What the task requires. Please repeat all of the lines that follow, exactly as written.

::: Entries

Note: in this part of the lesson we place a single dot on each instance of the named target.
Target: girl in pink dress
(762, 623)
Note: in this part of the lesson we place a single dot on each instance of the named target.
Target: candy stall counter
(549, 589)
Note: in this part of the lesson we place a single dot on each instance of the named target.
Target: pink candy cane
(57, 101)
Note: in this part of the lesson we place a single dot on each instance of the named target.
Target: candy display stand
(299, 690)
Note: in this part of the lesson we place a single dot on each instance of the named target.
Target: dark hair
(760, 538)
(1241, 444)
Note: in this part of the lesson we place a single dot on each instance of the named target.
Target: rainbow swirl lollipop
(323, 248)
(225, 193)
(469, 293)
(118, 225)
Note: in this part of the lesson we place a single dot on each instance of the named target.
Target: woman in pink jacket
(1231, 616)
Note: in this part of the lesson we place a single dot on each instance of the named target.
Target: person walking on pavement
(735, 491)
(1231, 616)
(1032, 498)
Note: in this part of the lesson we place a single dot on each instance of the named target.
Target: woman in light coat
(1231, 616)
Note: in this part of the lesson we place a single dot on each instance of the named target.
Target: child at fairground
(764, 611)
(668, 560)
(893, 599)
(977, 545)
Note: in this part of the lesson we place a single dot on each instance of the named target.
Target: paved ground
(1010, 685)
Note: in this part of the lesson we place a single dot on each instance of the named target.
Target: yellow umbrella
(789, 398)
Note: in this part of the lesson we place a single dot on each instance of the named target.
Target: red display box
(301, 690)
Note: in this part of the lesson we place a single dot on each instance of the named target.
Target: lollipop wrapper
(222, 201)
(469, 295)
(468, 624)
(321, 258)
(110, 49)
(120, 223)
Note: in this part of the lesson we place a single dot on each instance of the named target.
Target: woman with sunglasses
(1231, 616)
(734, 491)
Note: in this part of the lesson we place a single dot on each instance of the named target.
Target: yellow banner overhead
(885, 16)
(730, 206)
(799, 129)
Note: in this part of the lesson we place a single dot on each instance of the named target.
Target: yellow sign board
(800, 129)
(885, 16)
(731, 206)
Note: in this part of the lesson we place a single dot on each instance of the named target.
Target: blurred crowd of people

::::::

Result of this task.
Note: in this part of the lesson we place a single dot on each instance of the named target.
Target: girl in pink dress
(762, 623)
Note: in this part of the lesson we place a single dot on each instance of the named target.
Target: candy stall counter
(549, 589)
Note: in this part of the lesson we place a single dot on each instance of the named target.
Target: pink candy cane
(57, 101)
Note: in this part of the lesson we place a single dot on each instance of the named target.
Target: candy display stand
(299, 690)
Note: in this part of the lesson we place a single dot on each instance of the named target.
Target: dark hair
(760, 538)
(1241, 444)
Note: in this part of the lesson we place a single dot on each instance of the named target.
Target: rainbow swirl lollipop
(323, 248)
(225, 193)
(469, 293)
(118, 225)
Note: in this part of the lesson we place a single dot on each instance of the named target.
Target: woman in pink jacket
(1231, 616)
Note: in this part of the lesson we place a single dot on each instance of the named target.
Target: person walking on pavement
(735, 491)
(1231, 616)
(1032, 498)
Note: in this part of the lesson we place a single dot on each instance of the named target.
Target: woman in light coat
(1231, 616)
Note: in this part of the lesson we place a single dot on each instance of the named target.
Target: child at fairground
(764, 611)
(668, 560)
(893, 599)
(977, 545)
Note: in this part of the lesson we place a single dot on each instance of the named target.
Target: paved ground
(1010, 685)
Note: in this part of the lesson we place a single dot on each instance of the named target.
Target: yellow umbrella
(789, 398)
Note: in this part of the lesson we place a single dot on each instance of the named target.
Target: red display box
(301, 690)
Note: in this part of the lesson we place a single dot on each instance of the named target.
Target: lollipop wrapper
(222, 201)
(469, 295)
(468, 624)
(321, 258)
(110, 49)
(120, 223)
Note: in this part of the lesson we place a single dot on each instance of the named target.
Target: woman with sunglasses
(1231, 616)
(734, 491)
Note: in this part of the lesson we place a single dot on each instance of the named target.
Target: yellow banner overhead
(885, 16)
(730, 206)
(799, 129)
Note: in this part of the lesson we place a single dot on each instance of the named target.
Target: yellow sign board
(800, 129)
(885, 16)
(731, 206)
Note: in this part of the lesson we place a single dot on each instance of the named target.
Target: blurred crowd of people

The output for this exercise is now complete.